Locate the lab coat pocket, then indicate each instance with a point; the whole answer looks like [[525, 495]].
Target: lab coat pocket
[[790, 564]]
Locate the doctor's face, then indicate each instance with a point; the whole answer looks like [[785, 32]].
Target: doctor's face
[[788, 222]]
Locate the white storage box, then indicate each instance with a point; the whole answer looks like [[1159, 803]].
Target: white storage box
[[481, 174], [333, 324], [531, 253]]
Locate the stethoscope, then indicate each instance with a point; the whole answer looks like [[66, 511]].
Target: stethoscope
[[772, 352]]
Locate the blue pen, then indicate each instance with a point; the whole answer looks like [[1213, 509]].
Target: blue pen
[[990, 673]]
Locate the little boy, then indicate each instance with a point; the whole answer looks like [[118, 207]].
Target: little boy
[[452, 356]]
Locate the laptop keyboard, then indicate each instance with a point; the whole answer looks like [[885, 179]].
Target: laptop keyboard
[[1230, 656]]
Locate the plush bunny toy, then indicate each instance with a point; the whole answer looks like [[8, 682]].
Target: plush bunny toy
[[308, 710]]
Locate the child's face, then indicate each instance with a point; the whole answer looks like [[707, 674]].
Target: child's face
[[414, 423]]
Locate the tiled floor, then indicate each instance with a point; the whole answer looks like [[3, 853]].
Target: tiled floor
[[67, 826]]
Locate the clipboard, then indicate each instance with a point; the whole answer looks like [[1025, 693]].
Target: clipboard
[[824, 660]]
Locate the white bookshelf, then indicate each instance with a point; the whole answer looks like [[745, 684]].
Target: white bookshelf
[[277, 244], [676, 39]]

Description of the task =>
Reformat every row above as a numbered list, leaving out blank lines.

Finished answer =>
1. Locate the lab coat pocket, then indicate each instance with a point; the whole answer looks like [[525, 495]].
2. Target: lab coat pocket
3. [[790, 564]]
4. Locate the doctor's face, then indicate each instance with a point; the whole answer looks like [[785, 32]].
5. Target: doctor's face
6. [[788, 222]]
7. Locate the white storage box, then indicate each instance with a point; the whole answer looks like [[1159, 803]].
8. Target: white storage box
9. [[481, 174], [333, 324], [531, 253]]
10. Locate the stethoscope, then indicate each instance with a point; the whole answer looks like [[66, 511]].
11. Target: stethoscope
12. [[772, 352]]
13. Locate the blue pen, then indicate each instance with a point; the whole answer looks like [[1213, 509]].
14. Target: blue pen
15. [[990, 673]]
16. Locate the little boy, then indicate each instance with a point; the whole answer looks like [[118, 207]].
17. Target: little boy
18. [[452, 356]]
19. Locate the laptop keyboard, then indicate each instance with a point; the whole answer looks like [[885, 179]].
20. Target: laptop keyboard
21. [[1230, 656]]
22. Locate the plush bunny toy, then indicate each instance with a point; the whole answer looks like [[8, 682]].
23. Target: plush bunny toy
24. [[308, 710]]
25. Locate the child's face, then indicate each instance with a point; the whole answer looks like [[707, 674]].
26. Target: child's face
27. [[414, 423]]
28. Locate the tiled floor, then indicate each instance with a point; the whole answer looks like [[3, 853]].
29. Target: tiled floor
30. [[67, 826]]
31. Locate the clipboard, then indicate each instance with a point; the whole answer looks like [[1025, 693]].
32. Target: clipboard
33. [[824, 660]]
34. Locate the white bookshelf, then indicate each instance with a point; the whole answer looks like [[745, 684]].
35. Target: white bookshelf
36. [[277, 244], [676, 39]]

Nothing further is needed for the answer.